§ Passage provided

######

Now let’s do this with the second number in the second row, 4. D2= -8. Our second number is -8 * 4 * 1 = -32.

Our third number is -27 * 9 * -1 = 243.

So the determinant is 243±32±42=169. A quick check on Mathematica reveals this to be correct. You could have used any row or column and arrived at the same result. Naturally, to simplify things, you’ll wish to use a row/column that has the most 0’s in it.

Now, for a 4x4 matrix, simply expand the process. Pick a row or column. Cross off a number to get a 3x3 matrix. Find its determinant, multiply by the minor and cofactor, and then continue down the row or column. Keep expanding for a 5x5 and 6x6 matrix. This is already a lot of work, and you’re still just finding the determinant, not using Cramer’s rule yet. Here come’s Cramer’s rule:

The value of “x” in some set of simultaneous equations is found as follows. Take the determinant of the matrix, using the coeffecients next to the variables as the elements (already done). To solve for any single variable, replace its coefs in the matrix with those of the coefs with no variables next to them, and find its determinant (D2). Take D2/D1=answer. Do this six times for all six variables, and you have yourself an answer. I’ll do a simple example with a 3x3 matrix:

3x + 2y + z = 14
x - 4y + 3z = 4
4x + y - z = 2

We find the determinant of:

3 2 1
1 -4 3
4 1 -1

It is 46.

Now, we plug in the numbers with no variables next to them for the x values, giving us the matrix:

14 2 1
4 -4 3
2 1 -1

Take the determinant. It is also 46. 46/46 = 1, so x is 1.

Now do y:

3 14 1
1 4 3
4 2 -1

Now our determinant is 138. 138/46 = 3, so y = 3. You can now solve for z the easy way.

You can usually use Gaussian row reduction to simplify your matrices (and hence your determinant-finding) a little bit, but that’s a bit complicated for high school. It’s definitely too complicated for the SDMB! Good luck.

My advice, for 6x6 matricies, Cramer’s rule would be too hard and error-prone, although it would work. Look up row reduction or Gaussian elimination in an Algebra book- these techniques are tedious, but it’s easier to spot and reverse a mistake.

I’m having a hard time seeing six equations from a double Atwood’s machine: Last time I did that problem, I only ended up with two, one for each pulley. Maybe you’re on the wrong track?

######

§ Recorded data

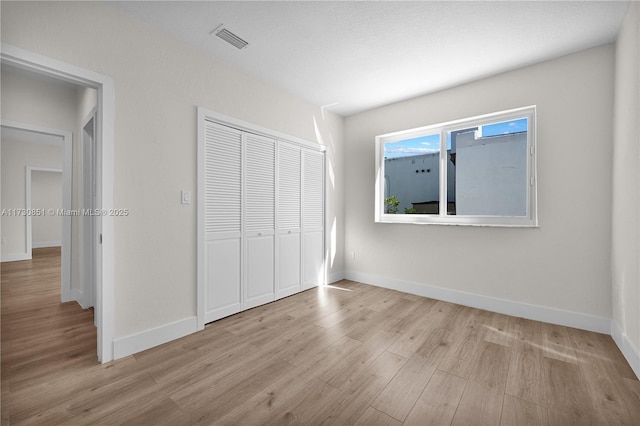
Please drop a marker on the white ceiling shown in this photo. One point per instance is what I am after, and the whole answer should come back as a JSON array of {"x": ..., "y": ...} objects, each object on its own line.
[{"x": 352, "y": 56}]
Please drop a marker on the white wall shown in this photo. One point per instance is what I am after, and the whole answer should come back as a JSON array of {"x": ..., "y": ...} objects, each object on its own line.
[
  {"x": 158, "y": 84},
  {"x": 46, "y": 194},
  {"x": 625, "y": 262},
  {"x": 16, "y": 157},
  {"x": 564, "y": 264}
]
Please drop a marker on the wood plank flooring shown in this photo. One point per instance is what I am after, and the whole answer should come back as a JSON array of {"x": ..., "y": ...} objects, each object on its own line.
[{"x": 344, "y": 354}]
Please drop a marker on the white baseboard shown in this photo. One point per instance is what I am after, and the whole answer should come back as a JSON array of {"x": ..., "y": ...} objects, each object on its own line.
[
  {"x": 156, "y": 336},
  {"x": 502, "y": 306},
  {"x": 15, "y": 257},
  {"x": 334, "y": 277},
  {"x": 45, "y": 244},
  {"x": 630, "y": 352}
]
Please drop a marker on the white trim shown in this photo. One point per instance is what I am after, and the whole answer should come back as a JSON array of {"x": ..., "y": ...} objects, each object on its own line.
[
  {"x": 334, "y": 277},
  {"x": 629, "y": 351},
  {"x": 15, "y": 257},
  {"x": 46, "y": 244},
  {"x": 501, "y": 306},
  {"x": 248, "y": 127},
  {"x": 105, "y": 139},
  {"x": 153, "y": 337}
]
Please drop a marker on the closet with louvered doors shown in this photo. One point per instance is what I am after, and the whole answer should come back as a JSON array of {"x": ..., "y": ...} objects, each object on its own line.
[{"x": 261, "y": 223}]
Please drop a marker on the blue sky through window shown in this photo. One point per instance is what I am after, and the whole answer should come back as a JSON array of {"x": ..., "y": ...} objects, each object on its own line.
[
  {"x": 431, "y": 144},
  {"x": 409, "y": 147}
]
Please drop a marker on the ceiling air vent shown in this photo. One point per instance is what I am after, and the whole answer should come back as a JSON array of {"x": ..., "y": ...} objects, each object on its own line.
[{"x": 229, "y": 37}]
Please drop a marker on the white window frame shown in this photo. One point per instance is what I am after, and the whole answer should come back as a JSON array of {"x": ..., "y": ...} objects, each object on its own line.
[{"x": 529, "y": 220}]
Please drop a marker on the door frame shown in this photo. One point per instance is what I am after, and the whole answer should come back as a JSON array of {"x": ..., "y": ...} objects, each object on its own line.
[
  {"x": 105, "y": 114},
  {"x": 89, "y": 235}
]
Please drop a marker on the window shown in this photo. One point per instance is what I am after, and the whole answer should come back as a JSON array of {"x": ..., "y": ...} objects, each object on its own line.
[{"x": 474, "y": 171}]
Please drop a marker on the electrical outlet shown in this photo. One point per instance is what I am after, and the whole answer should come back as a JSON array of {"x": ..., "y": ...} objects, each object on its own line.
[{"x": 185, "y": 197}]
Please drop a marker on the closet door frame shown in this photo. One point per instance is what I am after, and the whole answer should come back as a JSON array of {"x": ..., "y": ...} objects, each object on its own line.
[{"x": 204, "y": 115}]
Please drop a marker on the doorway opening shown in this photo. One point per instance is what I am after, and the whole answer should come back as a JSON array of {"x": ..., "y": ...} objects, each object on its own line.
[{"x": 103, "y": 173}]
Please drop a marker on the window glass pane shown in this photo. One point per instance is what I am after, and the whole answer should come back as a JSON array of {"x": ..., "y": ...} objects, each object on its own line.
[
  {"x": 411, "y": 175},
  {"x": 489, "y": 176}
]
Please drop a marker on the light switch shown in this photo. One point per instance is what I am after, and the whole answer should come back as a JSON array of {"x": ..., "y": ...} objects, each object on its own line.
[{"x": 185, "y": 197}]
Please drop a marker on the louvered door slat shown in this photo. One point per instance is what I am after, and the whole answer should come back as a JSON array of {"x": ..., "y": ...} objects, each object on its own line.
[
  {"x": 259, "y": 183},
  {"x": 223, "y": 179},
  {"x": 289, "y": 187},
  {"x": 313, "y": 206}
]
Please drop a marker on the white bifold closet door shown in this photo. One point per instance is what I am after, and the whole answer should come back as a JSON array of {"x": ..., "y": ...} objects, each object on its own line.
[
  {"x": 259, "y": 223},
  {"x": 313, "y": 219},
  {"x": 289, "y": 278},
  {"x": 223, "y": 221},
  {"x": 262, "y": 236}
]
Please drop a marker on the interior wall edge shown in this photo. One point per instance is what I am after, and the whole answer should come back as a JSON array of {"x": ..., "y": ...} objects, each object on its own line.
[
  {"x": 150, "y": 338},
  {"x": 629, "y": 351}
]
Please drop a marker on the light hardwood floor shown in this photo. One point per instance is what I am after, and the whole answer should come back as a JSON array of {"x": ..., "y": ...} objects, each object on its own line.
[{"x": 345, "y": 354}]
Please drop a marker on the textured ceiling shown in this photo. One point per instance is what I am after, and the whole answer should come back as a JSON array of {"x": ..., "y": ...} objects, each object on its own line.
[{"x": 353, "y": 56}]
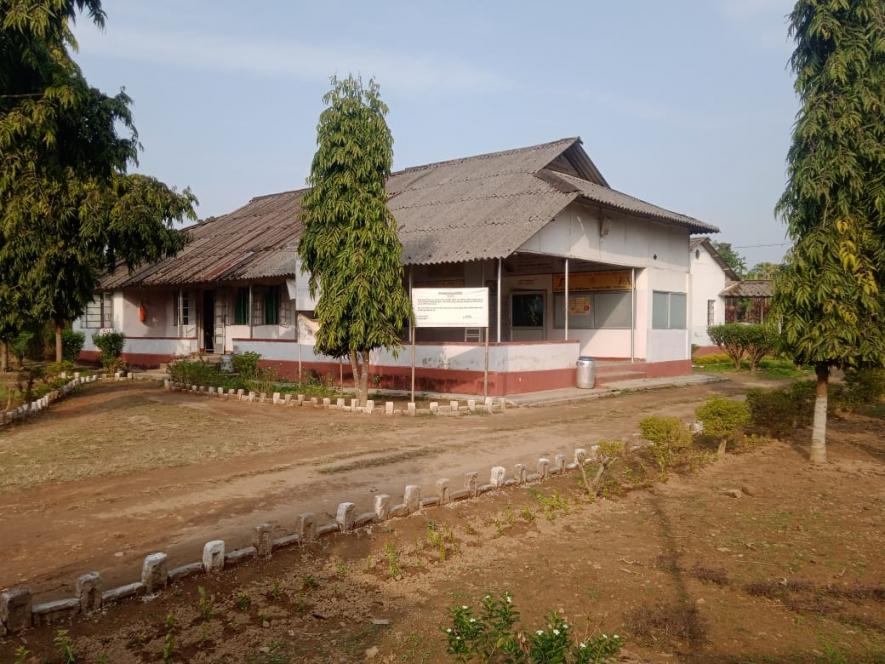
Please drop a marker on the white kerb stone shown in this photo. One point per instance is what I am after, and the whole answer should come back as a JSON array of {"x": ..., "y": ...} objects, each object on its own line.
[{"x": 213, "y": 556}]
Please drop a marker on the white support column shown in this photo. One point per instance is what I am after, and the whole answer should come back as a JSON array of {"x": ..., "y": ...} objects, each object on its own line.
[
  {"x": 250, "y": 311},
  {"x": 633, "y": 314},
  {"x": 565, "y": 303},
  {"x": 500, "y": 323}
]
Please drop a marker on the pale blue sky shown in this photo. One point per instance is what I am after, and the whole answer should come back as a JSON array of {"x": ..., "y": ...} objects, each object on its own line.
[{"x": 685, "y": 104}]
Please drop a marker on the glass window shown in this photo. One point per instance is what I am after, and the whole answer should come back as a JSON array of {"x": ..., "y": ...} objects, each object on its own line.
[
  {"x": 241, "y": 307},
  {"x": 272, "y": 306},
  {"x": 182, "y": 307},
  {"x": 527, "y": 309},
  {"x": 668, "y": 310},
  {"x": 594, "y": 310},
  {"x": 660, "y": 310},
  {"x": 678, "y": 305}
]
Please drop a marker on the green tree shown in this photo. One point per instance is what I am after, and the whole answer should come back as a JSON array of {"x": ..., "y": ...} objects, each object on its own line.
[
  {"x": 68, "y": 211},
  {"x": 350, "y": 245},
  {"x": 734, "y": 260},
  {"x": 830, "y": 292}
]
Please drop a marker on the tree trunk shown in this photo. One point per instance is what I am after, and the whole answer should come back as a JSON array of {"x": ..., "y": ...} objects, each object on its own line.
[
  {"x": 355, "y": 367},
  {"x": 364, "y": 379},
  {"x": 819, "y": 431},
  {"x": 59, "y": 348}
]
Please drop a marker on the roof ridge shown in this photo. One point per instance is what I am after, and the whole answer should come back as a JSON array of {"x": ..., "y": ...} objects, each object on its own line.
[{"x": 486, "y": 155}]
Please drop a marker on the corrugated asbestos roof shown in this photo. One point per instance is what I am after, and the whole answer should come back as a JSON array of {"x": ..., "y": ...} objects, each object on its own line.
[
  {"x": 697, "y": 242},
  {"x": 484, "y": 206},
  {"x": 749, "y": 288}
]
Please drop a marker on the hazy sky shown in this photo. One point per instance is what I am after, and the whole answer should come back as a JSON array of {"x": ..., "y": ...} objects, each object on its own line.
[{"x": 685, "y": 104}]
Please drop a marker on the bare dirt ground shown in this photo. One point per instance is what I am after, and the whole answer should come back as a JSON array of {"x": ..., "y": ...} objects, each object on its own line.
[
  {"x": 120, "y": 471},
  {"x": 790, "y": 571}
]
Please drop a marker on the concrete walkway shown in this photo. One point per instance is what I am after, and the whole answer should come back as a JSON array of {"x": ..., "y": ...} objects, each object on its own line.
[{"x": 573, "y": 394}]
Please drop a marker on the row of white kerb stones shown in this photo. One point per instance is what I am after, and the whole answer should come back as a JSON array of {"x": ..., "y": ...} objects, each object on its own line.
[
  {"x": 18, "y": 612},
  {"x": 37, "y": 405},
  {"x": 454, "y": 407}
]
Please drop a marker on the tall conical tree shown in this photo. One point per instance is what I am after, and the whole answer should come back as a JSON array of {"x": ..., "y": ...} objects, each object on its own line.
[
  {"x": 350, "y": 245},
  {"x": 831, "y": 292}
]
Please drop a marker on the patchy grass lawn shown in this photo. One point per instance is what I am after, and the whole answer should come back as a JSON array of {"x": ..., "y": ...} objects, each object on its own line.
[{"x": 790, "y": 570}]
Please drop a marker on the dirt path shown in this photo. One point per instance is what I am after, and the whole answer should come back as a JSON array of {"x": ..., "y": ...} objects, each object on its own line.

######

§ Work instructions
• a. In the forum thread on determinants and Cramer's rule, what does the poster recommend looking up for 6x6 matrices instead of using Cramer's rule?
• b. Continue the forum thread on determinants and Cramer's rule, starting right after its final sentence.

§ Answers by task
• a. Row reduction or Gaussian elimination in an Algebra book.

• b.
I’m surprised to see Cramer’s rule being taught, but maybe I shouldn’t be. I have an old, old numerical methods text which has a funny section in the middle entitled “Interlude - What Not to Compute”. He mentions how many people will solve a set of linear equations by using the library inversion routine, and multiplying the target vector, which is substantially more calculation than Gaussian elimination. He then has this footnote:

He also suggests (concerning the student who inverts and multiplies, rather then using elimination):

Solving a 6x6 by hand for an academic exercise is, well, to borrow another thread, beyond the pale by any method.

To reiterate:

We have a pulley. On one end of the string running through the pulley, we have mass 3. on the other end, we have a massless pulley on which we have mass 1 and mass 2 hanging from opposite sides. We are asked to find all of the accelerations and tensions in terms of m1,m2,m3 and g.
The six variables in my case are:

  1. acceleration of mass 1
  2. acceleration of mass 2
  3. acceleration of mass 3
  4. tension of string connecting m1 and m2 in the sub-Atwoods machine
  5. tension of string connecting the sub-pulley to m3
  6. the acceleration of the sub-pulley

I actually did manage to solve this problem, with manual algebraic manipulation to isolate one variable at a time, and then with a TI-89 to simplify in order to solve for that variable after I’ve isolated it. I was really not supposed to use any sort of computer thing, but I don’t have the time, skill, or effort to simplify the nasty algebra involved.

I was able to verify the solution by using a special case where mass 1 = mass 2 = 1/2 mass 3. This would result in equilibrium, causing all of the accelerations to be equal to 0.

Thanks for all the input on Cramer’s rule, I decided that it wouldn’t save me any time in this problem, and would probably result in lots of careless errors. I hate to admit defeat though, you can imagine how I feel about this physics teacher - a man who says “this is not a math class” and proceeds to give us three hours of algebra homework.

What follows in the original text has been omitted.